### Requirement
Look below for the line containing "[locate] black maxi"; from there through the line containing "[locate] window (one", both lines included, please set down each line exactly and nothing else.

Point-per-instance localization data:
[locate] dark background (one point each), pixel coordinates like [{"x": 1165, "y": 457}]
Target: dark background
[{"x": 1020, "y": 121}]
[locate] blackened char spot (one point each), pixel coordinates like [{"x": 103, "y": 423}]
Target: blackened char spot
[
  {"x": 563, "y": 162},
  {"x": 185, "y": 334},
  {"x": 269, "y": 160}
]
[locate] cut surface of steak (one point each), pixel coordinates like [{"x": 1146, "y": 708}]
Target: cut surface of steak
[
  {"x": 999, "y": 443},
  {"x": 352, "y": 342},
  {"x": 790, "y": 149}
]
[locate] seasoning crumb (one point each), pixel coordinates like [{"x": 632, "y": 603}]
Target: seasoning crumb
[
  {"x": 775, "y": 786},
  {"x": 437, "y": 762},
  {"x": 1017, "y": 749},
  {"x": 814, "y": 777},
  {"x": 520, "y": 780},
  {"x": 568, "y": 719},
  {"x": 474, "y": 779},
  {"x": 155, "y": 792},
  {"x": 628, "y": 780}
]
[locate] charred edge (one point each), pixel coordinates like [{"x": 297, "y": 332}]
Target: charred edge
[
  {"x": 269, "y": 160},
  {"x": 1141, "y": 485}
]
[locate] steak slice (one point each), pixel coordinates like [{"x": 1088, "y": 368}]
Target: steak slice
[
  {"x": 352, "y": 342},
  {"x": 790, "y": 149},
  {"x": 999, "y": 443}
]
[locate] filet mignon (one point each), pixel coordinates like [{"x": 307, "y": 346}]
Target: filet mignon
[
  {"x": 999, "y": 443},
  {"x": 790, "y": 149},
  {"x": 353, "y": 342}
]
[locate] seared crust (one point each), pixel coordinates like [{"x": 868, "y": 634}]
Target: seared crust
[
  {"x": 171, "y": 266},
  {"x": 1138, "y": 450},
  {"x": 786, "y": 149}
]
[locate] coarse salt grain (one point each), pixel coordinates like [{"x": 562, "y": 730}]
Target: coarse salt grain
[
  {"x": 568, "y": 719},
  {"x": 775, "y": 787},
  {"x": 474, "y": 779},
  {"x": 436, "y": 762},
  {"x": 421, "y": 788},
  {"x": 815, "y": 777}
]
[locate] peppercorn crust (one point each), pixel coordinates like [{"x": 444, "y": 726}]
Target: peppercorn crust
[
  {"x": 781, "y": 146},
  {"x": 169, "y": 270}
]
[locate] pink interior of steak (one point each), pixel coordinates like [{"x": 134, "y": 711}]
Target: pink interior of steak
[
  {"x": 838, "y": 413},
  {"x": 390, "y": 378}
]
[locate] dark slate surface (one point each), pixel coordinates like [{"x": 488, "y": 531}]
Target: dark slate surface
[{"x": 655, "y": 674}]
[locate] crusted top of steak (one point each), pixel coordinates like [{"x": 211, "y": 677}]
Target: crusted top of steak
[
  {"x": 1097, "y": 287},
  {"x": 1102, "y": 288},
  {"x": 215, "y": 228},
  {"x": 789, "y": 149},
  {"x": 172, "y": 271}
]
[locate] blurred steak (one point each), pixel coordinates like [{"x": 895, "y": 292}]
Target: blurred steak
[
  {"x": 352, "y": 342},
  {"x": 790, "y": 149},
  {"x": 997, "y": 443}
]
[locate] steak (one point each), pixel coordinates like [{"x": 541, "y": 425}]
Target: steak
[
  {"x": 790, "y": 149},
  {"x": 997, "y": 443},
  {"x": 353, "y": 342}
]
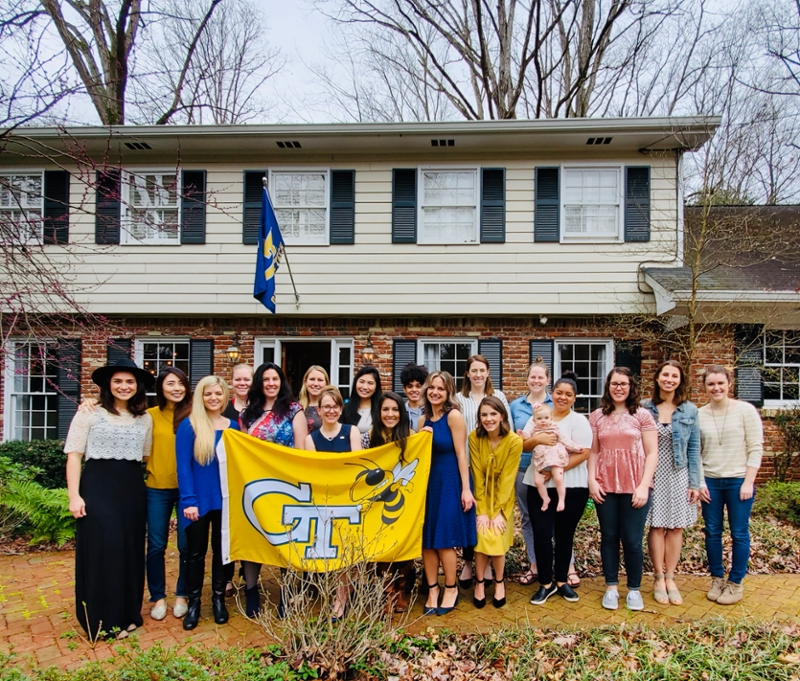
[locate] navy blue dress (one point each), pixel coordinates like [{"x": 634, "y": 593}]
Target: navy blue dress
[{"x": 446, "y": 524}]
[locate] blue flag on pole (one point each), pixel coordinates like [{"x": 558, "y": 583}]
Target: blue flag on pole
[{"x": 270, "y": 251}]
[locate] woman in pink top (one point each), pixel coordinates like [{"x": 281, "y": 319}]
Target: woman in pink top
[{"x": 622, "y": 463}]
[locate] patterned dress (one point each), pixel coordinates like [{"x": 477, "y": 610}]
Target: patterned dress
[{"x": 670, "y": 508}]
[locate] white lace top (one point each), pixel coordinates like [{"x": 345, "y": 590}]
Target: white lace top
[{"x": 100, "y": 435}]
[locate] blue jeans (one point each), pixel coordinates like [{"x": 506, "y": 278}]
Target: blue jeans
[
  {"x": 160, "y": 503},
  {"x": 724, "y": 492},
  {"x": 621, "y": 522}
]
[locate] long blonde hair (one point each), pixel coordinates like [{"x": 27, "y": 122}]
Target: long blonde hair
[
  {"x": 302, "y": 396},
  {"x": 202, "y": 425}
]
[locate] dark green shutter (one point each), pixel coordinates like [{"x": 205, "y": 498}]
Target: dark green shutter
[
  {"x": 637, "y": 203},
  {"x": 492, "y": 350},
  {"x": 404, "y": 206},
  {"x": 118, "y": 348},
  {"x": 493, "y": 205},
  {"x": 251, "y": 212},
  {"x": 107, "y": 208},
  {"x": 403, "y": 352},
  {"x": 343, "y": 206},
  {"x": 547, "y": 209},
  {"x": 193, "y": 207},
  {"x": 201, "y": 360},
  {"x": 544, "y": 349},
  {"x": 629, "y": 354},
  {"x": 749, "y": 363},
  {"x": 56, "y": 207},
  {"x": 69, "y": 382}
]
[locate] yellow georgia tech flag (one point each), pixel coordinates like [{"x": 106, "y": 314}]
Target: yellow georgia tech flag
[{"x": 318, "y": 511}]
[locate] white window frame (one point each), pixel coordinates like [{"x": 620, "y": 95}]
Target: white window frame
[
  {"x": 782, "y": 403},
  {"x": 610, "y": 358},
  {"x": 421, "y": 234},
  {"x": 39, "y": 236},
  {"x": 9, "y": 425},
  {"x": 126, "y": 222},
  {"x": 276, "y": 343},
  {"x": 592, "y": 238},
  {"x": 288, "y": 239}
]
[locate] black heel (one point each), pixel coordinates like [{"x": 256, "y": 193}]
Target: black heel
[
  {"x": 433, "y": 609},
  {"x": 499, "y": 603},
  {"x": 444, "y": 611},
  {"x": 479, "y": 602}
]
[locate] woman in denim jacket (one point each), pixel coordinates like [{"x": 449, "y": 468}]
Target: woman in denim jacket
[{"x": 676, "y": 485}]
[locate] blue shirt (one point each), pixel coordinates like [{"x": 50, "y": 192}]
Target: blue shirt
[
  {"x": 521, "y": 412},
  {"x": 198, "y": 485}
]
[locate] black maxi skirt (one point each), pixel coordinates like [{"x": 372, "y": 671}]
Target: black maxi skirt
[{"x": 109, "y": 546}]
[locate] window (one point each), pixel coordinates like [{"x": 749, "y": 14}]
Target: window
[
  {"x": 781, "y": 367},
  {"x": 151, "y": 207},
  {"x": 300, "y": 200},
  {"x": 450, "y": 356},
  {"x": 591, "y": 360},
  {"x": 449, "y": 206},
  {"x": 592, "y": 204},
  {"x": 31, "y": 393},
  {"x": 21, "y": 207}
]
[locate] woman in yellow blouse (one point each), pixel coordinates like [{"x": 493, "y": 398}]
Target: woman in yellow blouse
[
  {"x": 494, "y": 451},
  {"x": 174, "y": 402}
]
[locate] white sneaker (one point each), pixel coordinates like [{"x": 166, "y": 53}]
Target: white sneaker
[{"x": 611, "y": 600}]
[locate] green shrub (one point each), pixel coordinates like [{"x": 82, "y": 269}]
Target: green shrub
[
  {"x": 780, "y": 500},
  {"x": 47, "y": 456}
]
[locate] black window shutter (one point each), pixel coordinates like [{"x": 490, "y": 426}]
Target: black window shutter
[
  {"x": 493, "y": 205},
  {"x": 403, "y": 352},
  {"x": 637, "y": 203},
  {"x": 343, "y": 206},
  {"x": 107, "y": 209},
  {"x": 56, "y": 207},
  {"x": 542, "y": 348},
  {"x": 629, "y": 354},
  {"x": 546, "y": 216},
  {"x": 201, "y": 360},
  {"x": 251, "y": 213},
  {"x": 118, "y": 348},
  {"x": 749, "y": 363},
  {"x": 69, "y": 382},
  {"x": 193, "y": 207},
  {"x": 404, "y": 206},
  {"x": 492, "y": 350}
]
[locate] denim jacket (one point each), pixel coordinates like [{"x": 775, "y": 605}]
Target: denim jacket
[{"x": 685, "y": 439}]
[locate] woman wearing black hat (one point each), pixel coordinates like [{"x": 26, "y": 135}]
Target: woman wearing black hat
[{"x": 109, "y": 500}]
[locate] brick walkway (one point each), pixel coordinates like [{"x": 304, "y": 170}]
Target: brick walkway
[{"x": 37, "y": 612}]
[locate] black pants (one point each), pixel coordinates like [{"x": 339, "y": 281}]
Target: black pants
[
  {"x": 620, "y": 521},
  {"x": 197, "y": 547},
  {"x": 560, "y": 526}
]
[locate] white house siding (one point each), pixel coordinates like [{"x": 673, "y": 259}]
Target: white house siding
[{"x": 374, "y": 276}]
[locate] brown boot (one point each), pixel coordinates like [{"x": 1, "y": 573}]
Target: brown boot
[
  {"x": 717, "y": 586},
  {"x": 732, "y": 593}
]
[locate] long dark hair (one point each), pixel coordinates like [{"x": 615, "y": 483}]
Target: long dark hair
[
  {"x": 137, "y": 405},
  {"x": 256, "y": 398},
  {"x": 182, "y": 408},
  {"x": 680, "y": 391},
  {"x": 632, "y": 401},
  {"x": 350, "y": 412},
  {"x": 380, "y": 436}
]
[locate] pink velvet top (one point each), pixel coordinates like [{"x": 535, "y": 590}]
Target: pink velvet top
[{"x": 620, "y": 456}]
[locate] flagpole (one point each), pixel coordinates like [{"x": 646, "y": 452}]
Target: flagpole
[{"x": 288, "y": 266}]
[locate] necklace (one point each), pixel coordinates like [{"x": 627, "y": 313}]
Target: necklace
[{"x": 716, "y": 425}]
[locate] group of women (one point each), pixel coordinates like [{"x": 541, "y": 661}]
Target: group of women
[{"x": 643, "y": 464}]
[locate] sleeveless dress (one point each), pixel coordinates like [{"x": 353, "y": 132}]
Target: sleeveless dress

### Answer to this exercise
[locate] black maxi skirt (one point each), pixel coordinates like [{"x": 372, "y": 671}]
Target: black maxi skirt
[{"x": 109, "y": 546}]
[locate] window (one point each), pixel coordinates like [{"x": 749, "y": 14}]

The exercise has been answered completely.